INSTRUKCJE DO WYKONANIA =>
Zidentyfikuj w poniższych rekordach każdy wiersz zawierający słowo „vegetation” i przepisz te wiersze bez zmian.
• • • • •
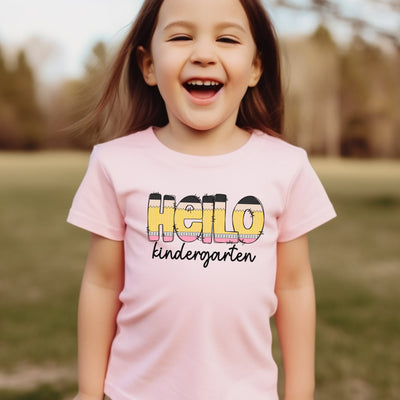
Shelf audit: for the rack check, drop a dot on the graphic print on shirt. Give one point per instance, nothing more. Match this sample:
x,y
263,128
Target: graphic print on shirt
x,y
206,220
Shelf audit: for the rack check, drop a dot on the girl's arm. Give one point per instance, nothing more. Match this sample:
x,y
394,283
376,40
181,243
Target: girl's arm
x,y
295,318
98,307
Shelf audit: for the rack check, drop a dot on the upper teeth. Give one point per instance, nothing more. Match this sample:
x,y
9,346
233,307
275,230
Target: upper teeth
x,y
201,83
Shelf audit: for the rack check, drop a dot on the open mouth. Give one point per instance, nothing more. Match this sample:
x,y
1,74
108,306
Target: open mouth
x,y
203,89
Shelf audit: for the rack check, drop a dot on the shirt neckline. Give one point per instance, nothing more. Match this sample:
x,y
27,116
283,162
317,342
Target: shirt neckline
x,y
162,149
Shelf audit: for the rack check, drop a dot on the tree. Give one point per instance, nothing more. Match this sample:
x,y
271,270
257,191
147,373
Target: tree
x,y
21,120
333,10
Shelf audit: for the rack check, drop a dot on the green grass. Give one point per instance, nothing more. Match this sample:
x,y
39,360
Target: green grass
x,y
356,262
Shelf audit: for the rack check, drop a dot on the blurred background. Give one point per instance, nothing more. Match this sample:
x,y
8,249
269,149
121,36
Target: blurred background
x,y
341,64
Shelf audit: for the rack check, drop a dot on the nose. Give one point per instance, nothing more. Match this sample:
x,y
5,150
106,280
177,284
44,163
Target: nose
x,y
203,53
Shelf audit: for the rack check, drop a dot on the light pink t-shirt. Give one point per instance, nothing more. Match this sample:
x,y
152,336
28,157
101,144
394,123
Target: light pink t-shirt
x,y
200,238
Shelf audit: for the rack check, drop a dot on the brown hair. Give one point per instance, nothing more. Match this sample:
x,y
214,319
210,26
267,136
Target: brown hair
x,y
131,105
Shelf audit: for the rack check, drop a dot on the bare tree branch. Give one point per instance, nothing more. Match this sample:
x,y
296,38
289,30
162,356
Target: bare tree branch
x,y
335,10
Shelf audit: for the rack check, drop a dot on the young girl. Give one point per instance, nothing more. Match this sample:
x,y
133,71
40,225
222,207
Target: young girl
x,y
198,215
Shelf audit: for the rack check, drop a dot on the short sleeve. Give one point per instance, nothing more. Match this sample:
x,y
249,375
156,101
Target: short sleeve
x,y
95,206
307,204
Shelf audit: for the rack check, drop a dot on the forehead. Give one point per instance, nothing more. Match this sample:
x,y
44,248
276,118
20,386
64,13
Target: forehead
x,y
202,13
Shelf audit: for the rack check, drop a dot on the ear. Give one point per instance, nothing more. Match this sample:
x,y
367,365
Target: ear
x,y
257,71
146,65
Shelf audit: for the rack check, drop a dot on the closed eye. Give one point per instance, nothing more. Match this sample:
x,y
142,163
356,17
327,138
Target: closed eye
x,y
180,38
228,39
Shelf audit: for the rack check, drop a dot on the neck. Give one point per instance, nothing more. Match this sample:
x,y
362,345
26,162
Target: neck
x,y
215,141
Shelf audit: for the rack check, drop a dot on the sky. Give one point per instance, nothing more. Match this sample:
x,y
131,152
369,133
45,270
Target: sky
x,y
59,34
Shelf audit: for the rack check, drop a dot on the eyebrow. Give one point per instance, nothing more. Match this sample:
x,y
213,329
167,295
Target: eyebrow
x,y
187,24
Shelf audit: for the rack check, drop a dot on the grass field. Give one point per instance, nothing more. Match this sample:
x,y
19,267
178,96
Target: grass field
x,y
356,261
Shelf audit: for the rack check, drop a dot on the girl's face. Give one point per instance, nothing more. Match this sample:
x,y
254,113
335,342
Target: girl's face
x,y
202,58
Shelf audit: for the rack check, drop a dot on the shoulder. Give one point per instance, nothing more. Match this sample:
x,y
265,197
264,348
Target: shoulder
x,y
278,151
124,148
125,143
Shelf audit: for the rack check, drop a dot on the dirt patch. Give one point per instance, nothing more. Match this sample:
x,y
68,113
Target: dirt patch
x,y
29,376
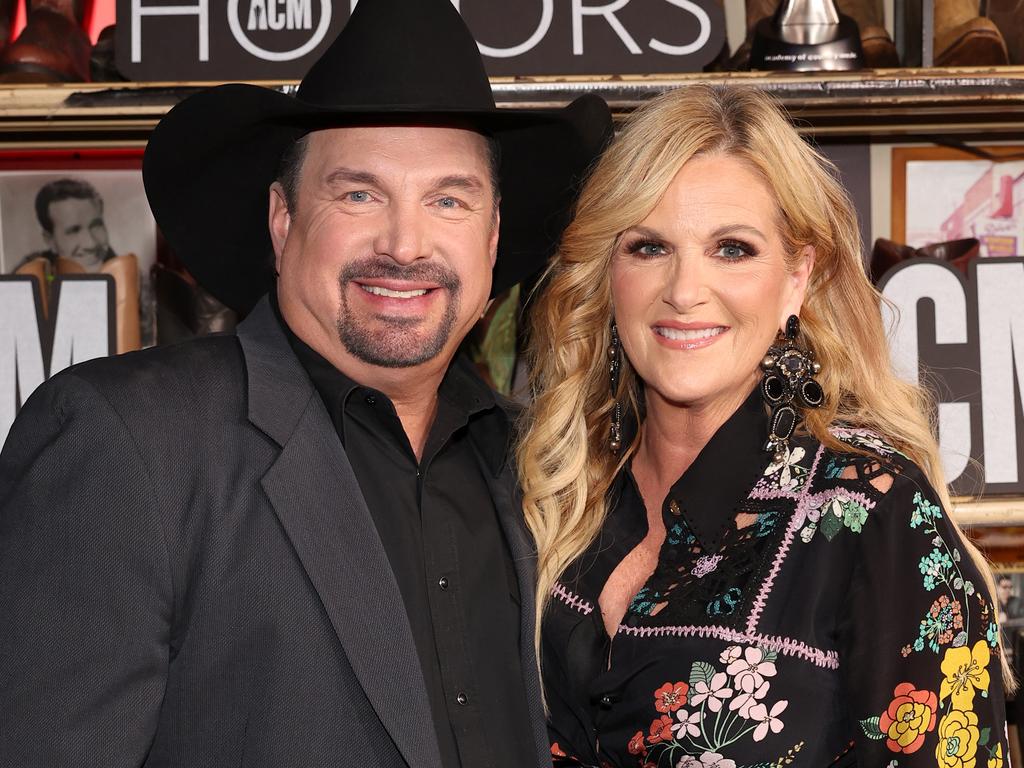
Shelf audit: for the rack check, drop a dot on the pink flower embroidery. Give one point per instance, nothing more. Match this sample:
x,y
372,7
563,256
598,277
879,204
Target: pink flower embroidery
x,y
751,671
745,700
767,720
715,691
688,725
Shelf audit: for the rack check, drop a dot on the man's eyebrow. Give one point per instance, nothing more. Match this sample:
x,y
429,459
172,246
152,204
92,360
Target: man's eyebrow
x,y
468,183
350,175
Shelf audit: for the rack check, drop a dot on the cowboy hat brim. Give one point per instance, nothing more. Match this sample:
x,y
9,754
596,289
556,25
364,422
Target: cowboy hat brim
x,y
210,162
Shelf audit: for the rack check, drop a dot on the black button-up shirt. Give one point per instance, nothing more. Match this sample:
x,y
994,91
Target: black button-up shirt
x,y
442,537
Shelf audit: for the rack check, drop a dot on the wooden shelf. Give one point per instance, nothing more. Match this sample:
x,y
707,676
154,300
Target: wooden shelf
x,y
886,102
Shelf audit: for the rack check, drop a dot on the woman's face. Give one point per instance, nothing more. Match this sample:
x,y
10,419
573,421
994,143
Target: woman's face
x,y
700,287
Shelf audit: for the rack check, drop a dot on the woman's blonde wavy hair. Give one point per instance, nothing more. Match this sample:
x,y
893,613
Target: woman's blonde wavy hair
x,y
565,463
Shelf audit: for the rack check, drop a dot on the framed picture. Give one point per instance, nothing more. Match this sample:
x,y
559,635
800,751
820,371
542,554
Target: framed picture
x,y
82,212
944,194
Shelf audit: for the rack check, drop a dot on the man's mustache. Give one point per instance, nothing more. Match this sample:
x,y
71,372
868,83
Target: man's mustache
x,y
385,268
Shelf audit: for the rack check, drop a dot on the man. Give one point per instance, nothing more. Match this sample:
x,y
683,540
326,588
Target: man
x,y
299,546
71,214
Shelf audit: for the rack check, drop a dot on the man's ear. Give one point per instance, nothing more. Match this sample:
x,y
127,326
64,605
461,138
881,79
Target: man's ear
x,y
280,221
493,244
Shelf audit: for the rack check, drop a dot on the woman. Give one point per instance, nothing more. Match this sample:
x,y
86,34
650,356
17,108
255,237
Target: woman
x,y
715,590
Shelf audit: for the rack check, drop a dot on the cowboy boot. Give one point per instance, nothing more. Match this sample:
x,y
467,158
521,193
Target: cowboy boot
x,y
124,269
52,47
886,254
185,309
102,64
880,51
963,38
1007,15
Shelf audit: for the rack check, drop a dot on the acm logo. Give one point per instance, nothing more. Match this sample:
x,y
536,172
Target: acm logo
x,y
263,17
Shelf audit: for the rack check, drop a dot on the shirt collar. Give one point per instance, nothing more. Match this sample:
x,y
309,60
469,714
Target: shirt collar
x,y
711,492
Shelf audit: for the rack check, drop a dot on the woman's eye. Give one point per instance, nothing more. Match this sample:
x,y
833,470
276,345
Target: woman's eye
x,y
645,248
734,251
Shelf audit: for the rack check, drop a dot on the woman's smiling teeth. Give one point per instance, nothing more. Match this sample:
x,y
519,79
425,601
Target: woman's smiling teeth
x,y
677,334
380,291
• • • • •
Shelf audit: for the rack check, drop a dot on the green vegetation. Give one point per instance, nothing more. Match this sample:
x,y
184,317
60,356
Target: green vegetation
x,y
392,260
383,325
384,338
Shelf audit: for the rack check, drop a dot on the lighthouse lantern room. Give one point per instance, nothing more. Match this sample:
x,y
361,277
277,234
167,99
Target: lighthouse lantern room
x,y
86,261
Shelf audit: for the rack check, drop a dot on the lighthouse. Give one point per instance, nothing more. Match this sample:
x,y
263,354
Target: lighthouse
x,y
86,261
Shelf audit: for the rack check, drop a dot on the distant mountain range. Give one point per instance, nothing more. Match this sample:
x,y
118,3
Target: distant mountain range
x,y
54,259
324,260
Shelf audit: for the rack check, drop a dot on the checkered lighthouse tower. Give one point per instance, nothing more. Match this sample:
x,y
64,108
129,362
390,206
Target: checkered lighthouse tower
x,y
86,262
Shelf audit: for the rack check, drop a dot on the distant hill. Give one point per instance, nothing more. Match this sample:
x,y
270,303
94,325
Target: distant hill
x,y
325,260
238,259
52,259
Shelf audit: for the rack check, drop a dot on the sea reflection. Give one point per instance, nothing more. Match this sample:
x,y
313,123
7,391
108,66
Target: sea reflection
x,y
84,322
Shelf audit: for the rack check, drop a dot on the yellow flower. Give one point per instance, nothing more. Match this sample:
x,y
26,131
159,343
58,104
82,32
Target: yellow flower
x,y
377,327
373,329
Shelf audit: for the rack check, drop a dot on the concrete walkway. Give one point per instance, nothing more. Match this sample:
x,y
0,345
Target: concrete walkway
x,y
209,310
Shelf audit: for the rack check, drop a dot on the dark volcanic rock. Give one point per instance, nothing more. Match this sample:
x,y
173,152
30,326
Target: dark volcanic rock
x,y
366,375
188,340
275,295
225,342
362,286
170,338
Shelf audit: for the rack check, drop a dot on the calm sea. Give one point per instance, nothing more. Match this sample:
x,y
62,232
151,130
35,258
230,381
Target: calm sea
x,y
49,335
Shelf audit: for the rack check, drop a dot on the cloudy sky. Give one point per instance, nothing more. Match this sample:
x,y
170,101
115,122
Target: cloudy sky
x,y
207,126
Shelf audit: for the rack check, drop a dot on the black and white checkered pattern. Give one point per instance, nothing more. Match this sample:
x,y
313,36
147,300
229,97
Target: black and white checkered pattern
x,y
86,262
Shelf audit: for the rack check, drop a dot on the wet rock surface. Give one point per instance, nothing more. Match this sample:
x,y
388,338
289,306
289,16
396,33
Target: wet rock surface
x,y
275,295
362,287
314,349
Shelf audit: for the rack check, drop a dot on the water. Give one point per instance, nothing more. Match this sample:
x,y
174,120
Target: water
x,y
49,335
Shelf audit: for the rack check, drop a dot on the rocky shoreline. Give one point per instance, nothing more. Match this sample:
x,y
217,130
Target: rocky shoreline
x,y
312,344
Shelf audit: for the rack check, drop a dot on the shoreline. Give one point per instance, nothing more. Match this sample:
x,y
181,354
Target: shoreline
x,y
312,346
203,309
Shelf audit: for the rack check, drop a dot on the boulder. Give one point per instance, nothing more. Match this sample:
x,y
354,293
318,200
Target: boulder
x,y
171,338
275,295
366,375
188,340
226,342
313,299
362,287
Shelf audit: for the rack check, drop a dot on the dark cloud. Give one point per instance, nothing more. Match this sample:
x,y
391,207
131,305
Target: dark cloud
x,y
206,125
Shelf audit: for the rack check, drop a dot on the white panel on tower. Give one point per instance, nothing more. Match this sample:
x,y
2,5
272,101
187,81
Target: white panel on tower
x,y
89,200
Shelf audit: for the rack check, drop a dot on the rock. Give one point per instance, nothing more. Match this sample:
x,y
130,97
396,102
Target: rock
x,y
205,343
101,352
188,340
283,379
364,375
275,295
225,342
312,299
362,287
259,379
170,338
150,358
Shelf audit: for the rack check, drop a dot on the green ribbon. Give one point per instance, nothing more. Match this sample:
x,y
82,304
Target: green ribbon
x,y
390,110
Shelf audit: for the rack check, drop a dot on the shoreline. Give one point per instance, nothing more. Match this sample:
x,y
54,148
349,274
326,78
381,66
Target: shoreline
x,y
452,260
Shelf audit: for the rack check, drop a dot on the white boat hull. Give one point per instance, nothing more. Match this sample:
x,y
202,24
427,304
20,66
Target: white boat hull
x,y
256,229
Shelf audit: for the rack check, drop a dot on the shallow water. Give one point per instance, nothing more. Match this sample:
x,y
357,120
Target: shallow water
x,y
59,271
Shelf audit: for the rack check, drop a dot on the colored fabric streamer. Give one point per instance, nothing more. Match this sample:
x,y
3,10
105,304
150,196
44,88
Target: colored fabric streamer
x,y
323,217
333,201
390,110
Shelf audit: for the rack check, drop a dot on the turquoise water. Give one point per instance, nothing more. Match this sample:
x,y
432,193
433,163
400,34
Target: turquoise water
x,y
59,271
• • • • •
WYNIK ĆWICZENIA =>
Shelf audit: for the rack check, drop a dot on the green vegetation. Give one point per instance, nothing more. Match this sample:
Target: green vegetation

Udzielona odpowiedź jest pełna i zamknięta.